Copy the records verbatim, starting with the line that contains "Target: wooden door" and continuing through the end of the records, both of those lines included.

— START OF Material —

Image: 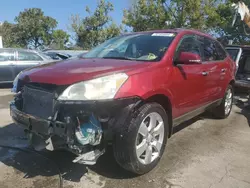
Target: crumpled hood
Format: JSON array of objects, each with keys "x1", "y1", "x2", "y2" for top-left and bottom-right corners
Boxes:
[{"x1": 21, "y1": 59, "x2": 148, "y2": 85}]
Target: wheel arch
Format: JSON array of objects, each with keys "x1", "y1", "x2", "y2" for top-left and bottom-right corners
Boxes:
[{"x1": 145, "y1": 94, "x2": 173, "y2": 137}]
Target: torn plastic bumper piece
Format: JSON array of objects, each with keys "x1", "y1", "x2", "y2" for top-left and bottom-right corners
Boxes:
[{"x1": 73, "y1": 149, "x2": 105, "y2": 165}]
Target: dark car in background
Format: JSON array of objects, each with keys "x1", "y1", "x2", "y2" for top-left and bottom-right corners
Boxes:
[
  {"x1": 44, "y1": 51, "x2": 72, "y2": 60},
  {"x1": 226, "y1": 45, "x2": 250, "y2": 92},
  {"x1": 0, "y1": 48, "x2": 53, "y2": 83}
]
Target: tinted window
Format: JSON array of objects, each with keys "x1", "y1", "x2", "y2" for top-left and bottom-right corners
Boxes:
[
  {"x1": 18, "y1": 52, "x2": 43, "y2": 61},
  {"x1": 214, "y1": 41, "x2": 227, "y2": 60},
  {"x1": 203, "y1": 38, "x2": 218, "y2": 61},
  {"x1": 226, "y1": 49, "x2": 240, "y2": 61},
  {"x1": 244, "y1": 56, "x2": 250, "y2": 73},
  {"x1": 0, "y1": 50, "x2": 14, "y2": 61},
  {"x1": 175, "y1": 35, "x2": 201, "y2": 59},
  {"x1": 84, "y1": 33, "x2": 175, "y2": 61}
]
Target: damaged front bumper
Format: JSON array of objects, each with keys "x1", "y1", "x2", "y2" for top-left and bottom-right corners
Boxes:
[{"x1": 10, "y1": 94, "x2": 141, "y2": 165}]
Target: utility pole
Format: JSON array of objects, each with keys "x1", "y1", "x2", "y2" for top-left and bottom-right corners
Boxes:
[{"x1": 0, "y1": 22, "x2": 3, "y2": 48}]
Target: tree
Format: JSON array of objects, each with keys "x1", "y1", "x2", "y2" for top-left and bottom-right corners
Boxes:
[
  {"x1": 0, "y1": 21, "x2": 25, "y2": 48},
  {"x1": 123, "y1": 0, "x2": 218, "y2": 31},
  {"x1": 211, "y1": 0, "x2": 250, "y2": 44},
  {"x1": 49, "y1": 29, "x2": 69, "y2": 49},
  {"x1": 71, "y1": 0, "x2": 122, "y2": 49},
  {"x1": 15, "y1": 8, "x2": 57, "y2": 49}
]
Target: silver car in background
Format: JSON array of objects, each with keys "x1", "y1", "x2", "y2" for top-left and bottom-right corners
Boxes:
[{"x1": 0, "y1": 48, "x2": 55, "y2": 83}]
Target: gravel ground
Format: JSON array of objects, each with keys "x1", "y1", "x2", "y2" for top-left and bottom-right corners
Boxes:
[{"x1": 0, "y1": 89, "x2": 250, "y2": 188}]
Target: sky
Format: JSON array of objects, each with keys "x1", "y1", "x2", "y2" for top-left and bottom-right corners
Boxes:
[{"x1": 0, "y1": 0, "x2": 131, "y2": 32}]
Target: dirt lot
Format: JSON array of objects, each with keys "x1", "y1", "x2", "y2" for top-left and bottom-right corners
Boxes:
[{"x1": 0, "y1": 89, "x2": 250, "y2": 188}]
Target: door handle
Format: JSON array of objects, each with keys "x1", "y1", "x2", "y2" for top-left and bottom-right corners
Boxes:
[
  {"x1": 221, "y1": 68, "x2": 227, "y2": 72},
  {"x1": 202, "y1": 71, "x2": 208, "y2": 76}
]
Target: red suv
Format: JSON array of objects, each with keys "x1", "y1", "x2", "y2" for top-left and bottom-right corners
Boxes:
[{"x1": 10, "y1": 29, "x2": 235, "y2": 174}]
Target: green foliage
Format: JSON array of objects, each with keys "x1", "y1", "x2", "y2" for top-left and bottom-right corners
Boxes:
[
  {"x1": 123, "y1": 0, "x2": 220, "y2": 31},
  {"x1": 213, "y1": 0, "x2": 250, "y2": 44},
  {"x1": 49, "y1": 29, "x2": 69, "y2": 50},
  {"x1": 71, "y1": 0, "x2": 122, "y2": 49},
  {"x1": 15, "y1": 8, "x2": 57, "y2": 48},
  {"x1": 0, "y1": 22, "x2": 25, "y2": 48}
]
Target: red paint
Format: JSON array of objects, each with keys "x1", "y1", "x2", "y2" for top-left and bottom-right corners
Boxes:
[{"x1": 20, "y1": 29, "x2": 235, "y2": 118}]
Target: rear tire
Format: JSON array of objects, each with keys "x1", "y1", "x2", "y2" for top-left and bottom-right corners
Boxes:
[
  {"x1": 213, "y1": 85, "x2": 234, "y2": 119},
  {"x1": 113, "y1": 103, "x2": 168, "y2": 174}
]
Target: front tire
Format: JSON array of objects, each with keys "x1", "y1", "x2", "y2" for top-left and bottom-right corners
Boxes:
[
  {"x1": 113, "y1": 103, "x2": 168, "y2": 174},
  {"x1": 213, "y1": 85, "x2": 234, "y2": 119}
]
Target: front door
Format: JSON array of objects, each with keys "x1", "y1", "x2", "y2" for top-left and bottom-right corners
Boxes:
[{"x1": 171, "y1": 35, "x2": 209, "y2": 116}]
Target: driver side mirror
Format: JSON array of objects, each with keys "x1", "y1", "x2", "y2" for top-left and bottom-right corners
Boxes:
[{"x1": 176, "y1": 52, "x2": 202, "y2": 65}]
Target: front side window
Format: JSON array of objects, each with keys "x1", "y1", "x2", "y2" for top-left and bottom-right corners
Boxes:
[
  {"x1": 18, "y1": 52, "x2": 43, "y2": 61},
  {"x1": 175, "y1": 35, "x2": 201, "y2": 60},
  {"x1": 0, "y1": 50, "x2": 14, "y2": 62},
  {"x1": 84, "y1": 33, "x2": 175, "y2": 61}
]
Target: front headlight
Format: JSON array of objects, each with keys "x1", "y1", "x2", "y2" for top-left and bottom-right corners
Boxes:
[
  {"x1": 11, "y1": 71, "x2": 22, "y2": 93},
  {"x1": 58, "y1": 73, "x2": 128, "y2": 100}
]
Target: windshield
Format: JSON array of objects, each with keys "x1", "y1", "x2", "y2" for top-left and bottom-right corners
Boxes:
[
  {"x1": 38, "y1": 52, "x2": 53, "y2": 60},
  {"x1": 84, "y1": 33, "x2": 175, "y2": 61}
]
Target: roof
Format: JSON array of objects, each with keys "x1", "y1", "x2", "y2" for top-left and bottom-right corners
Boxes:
[
  {"x1": 226, "y1": 45, "x2": 250, "y2": 48},
  {"x1": 0, "y1": 48, "x2": 37, "y2": 52},
  {"x1": 122, "y1": 28, "x2": 213, "y2": 38}
]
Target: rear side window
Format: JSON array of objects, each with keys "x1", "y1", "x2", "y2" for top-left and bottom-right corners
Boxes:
[
  {"x1": 226, "y1": 48, "x2": 240, "y2": 61},
  {"x1": 214, "y1": 41, "x2": 227, "y2": 60},
  {"x1": 0, "y1": 50, "x2": 14, "y2": 62},
  {"x1": 203, "y1": 38, "x2": 218, "y2": 61},
  {"x1": 17, "y1": 52, "x2": 43, "y2": 61}
]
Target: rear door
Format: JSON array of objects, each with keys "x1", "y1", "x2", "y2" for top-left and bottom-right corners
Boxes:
[
  {"x1": 171, "y1": 35, "x2": 212, "y2": 116},
  {"x1": 14, "y1": 50, "x2": 44, "y2": 76},
  {"x1": 199, "y1": 37, "x2": 229, "y2": 103},
  {"x1": 0, "y1": 49, "x2": 15, "y2": 83}
]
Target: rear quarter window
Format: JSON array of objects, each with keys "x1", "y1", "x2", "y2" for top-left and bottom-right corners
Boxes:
[{"x1": 0, "y1": 50, "x2": 15, "y2": 62}]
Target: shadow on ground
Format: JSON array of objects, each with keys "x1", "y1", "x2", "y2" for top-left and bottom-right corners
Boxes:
[
  {"x1": 0, "y1": 108, "x2": 225, "y2": 182},
  {"x1": 0, "y1": 83, "x2": 13, "y2": 89},
  {"x1": 235, "y1": 95, "x2": 250, "y2": 127}
]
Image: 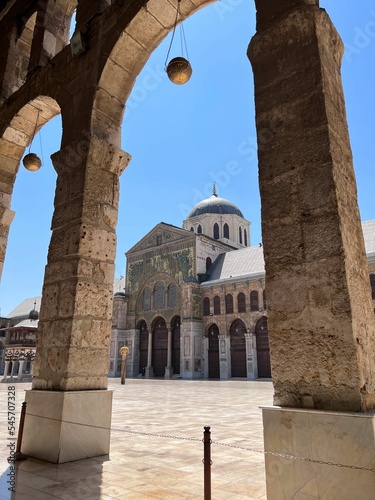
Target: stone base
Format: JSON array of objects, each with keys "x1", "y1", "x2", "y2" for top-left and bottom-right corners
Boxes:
[
  {"x1": 262, "y1": 407, "x2": 375, "y2": 500},
  {"x1": 21, "y1": 390, "x2": 112, "y2": 463}
]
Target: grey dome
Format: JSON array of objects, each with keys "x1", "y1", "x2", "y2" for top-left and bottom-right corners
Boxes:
[{"x1": 187, "y1": 192, "x2": 244, "y2": 219}]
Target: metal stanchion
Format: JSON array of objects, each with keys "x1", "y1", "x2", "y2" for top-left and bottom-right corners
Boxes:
[
  {"x1": 15, "y1": 401, "x2": 27, "y2": 460},
  {"x1": 203, "y1": 425, "x2": 212, "y2": 500}
]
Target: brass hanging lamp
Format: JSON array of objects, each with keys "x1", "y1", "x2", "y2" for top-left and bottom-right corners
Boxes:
[
  {"x1": 22, "y1": 109, "x2": 42, "y2": 172},
  {"x1": 165, "y1": 0, "x2": 193, "y2": 85}
]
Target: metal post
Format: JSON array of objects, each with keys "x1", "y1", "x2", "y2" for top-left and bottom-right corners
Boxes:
[
  {"x1": 203, "y1": 425, "x2": 211, "y2": 500},
  {"x1": 15, "y1": 401, "x2": 27, "y2": 460}
]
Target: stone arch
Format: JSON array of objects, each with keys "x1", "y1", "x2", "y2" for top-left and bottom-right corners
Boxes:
[
  {"x1": 0, "y1": 95, "x2": 60, "y2": 276},
  {"x1": 91, "y1": 0, "x2": 217, "y2": 147}
]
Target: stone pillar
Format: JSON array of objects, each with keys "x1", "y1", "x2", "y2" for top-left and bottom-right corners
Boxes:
[
  {"x1": 164, "y1": 326, "x2": 173, "y2": 378},
  {"x1": 249, "y1": 0, "x2": 375, "y2": 500},
  {"x1": 22, "y1": 136, "x2": 129, "y2": 463},
  {"x1": 249, "y1": 0, "x2": 375, "y2": 411},
  {"x1": 0, "y1": 199, "x2": 15, "y2": 278},
  {"x1": 145, "y1": 330, "x2": 154, "y2": 378}
]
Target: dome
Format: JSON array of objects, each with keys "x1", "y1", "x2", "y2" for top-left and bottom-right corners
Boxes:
[{"x1": 187, "y1": 186, "x2": 244, "y2": 219}]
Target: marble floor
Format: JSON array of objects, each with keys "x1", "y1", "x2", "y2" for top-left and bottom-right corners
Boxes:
[{"x1": 0, "y1": 379, "x2": 273, "y2": 500}]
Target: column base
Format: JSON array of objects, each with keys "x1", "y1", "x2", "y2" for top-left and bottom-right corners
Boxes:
[
  {"x1": 21, "y1": 390, "x2": 112, "y2": 463},
  {"x1": 262, "y1": 407, "x2": 375, "y2": 500}
]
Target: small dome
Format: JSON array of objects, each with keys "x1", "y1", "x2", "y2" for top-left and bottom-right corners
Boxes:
[{"x1": 187, "y1": 185, "x2": 244, "y2": 219}]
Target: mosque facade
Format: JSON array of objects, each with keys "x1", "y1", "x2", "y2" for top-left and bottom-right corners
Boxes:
[{"x1": 0, "y1": 191, "x2": 375, "y2": 381}]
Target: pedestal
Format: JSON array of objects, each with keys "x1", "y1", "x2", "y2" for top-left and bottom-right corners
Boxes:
[
  {"x1": 21, "y1": 390, "x2": 112, "y2": 463},
  {"x1": 262, "y1": 407, "x2": 375, "y2": 500}
]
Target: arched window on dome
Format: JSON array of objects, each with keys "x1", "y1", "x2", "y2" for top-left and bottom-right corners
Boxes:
[
  {"x1": 237, "y1": 292, "x2": 246, "y2": 312},
  {"x1": 142, "y1": 287, "x2": 151, "y2": 311},
  {"x1": 225, "y1": 293, "x2": 233, "y2": 314},
  {"x1": 250, "y1": 290, "x2": 259, "y2": 311},
  {"x1": 214, "y1": 295, "x2": 221, "y2": 314},
  {"x1": 153, "y1": 281, "x2": 164, "y2": 309},
  {"x1": 214, "y1": 222, "x2": 220, "y2": 240},
  {"x1": 203, "y1": 297, "x2": 210, "y2": 316}
]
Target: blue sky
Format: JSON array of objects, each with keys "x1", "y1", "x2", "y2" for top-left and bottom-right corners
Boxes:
[{"x1": 0, "y1": 0, "x2": 375, "y2": 316}]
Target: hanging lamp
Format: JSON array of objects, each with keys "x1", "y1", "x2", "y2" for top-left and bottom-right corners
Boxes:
[
  {"x1": 22, "y1": 109, "x2": 42, "y2": 172},
  {"x1": 165, "y1": 0, "x2": 193, "y2": 85}
]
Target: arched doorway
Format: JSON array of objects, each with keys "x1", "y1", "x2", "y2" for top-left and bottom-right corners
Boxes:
[
  {"x1": 152, "y1": 317, "x2": 168, "y2": 377},
  {"x1": 138, "y1": 321, "x2": 148, "y2": 375},
  {"x1": 208, "y1": 324, "x2": 220, "y2": 378},
  {"x1": 255, "y1": 316, "x2": 271, "y2": 378},
  {"x1": 229, "y1": 319, "x2": 247, "y2": 377},
  {"x1": 172, "y1": 316, "x2": 181, "y2": 375}
]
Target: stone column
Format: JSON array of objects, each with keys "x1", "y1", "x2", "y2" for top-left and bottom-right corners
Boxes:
[
  {"x1": 164, "y1": 326, "x2": 173, "y2": 378},
  {"x1": 0, "y1": 202, "x2": 15, "y2": 278},
  {"x1": 249, "y1": 0, "x2": 375, "y2": 500},
  {"x1": 145, "y1": 330, "x2": 154, "y2": 378},
  {"x1": 23, "y1": 136, "x2": 129, "y2": 463},
  {"x1": 249, "y1": 0, "x2": 375, "y2": 411}
]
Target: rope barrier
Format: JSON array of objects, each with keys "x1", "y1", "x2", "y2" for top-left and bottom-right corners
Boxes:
[{"x1": 22, "y1": 412, "x2": 375, "y2": 472}]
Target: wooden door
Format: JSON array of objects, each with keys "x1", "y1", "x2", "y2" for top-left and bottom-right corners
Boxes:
[
  {"x1": 138, "y1": 328, "x2": 148, "y2": 373},
  {"x1": 152, "y1": 322, "x2": 168, "y2": 377},
  {"x1": 255, "y1": 316, "x2": 271, "y2": 378},
  {"x1": 208, "y1": 328, "x2": 220, "y2": 378},
  {"x1": 172, "y1": 326, "x2": 180, "y2": 375}
]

— END OF Material —

=== Answer to this task ===
Target: wooden door
Format: JSON array of objects, each with keys "x1", "y1", "x2", "y2" for top-left and bottom-right corners
Boxes:
[
  {"x1": 138, "y1": 328, "x2": 148, "y2": 373},
  {"x1": 152, "y1": 322, "x2": 168, "y2": 377},
  {"x1": 255, "y1": 316, "x2": 271, "y2": 378},
  {"x1": 208, "y1": 328, "x2": 220, "y2": 378},
  {"x1": 172, "y1": 326, "x2": 180, "y2": 375}
]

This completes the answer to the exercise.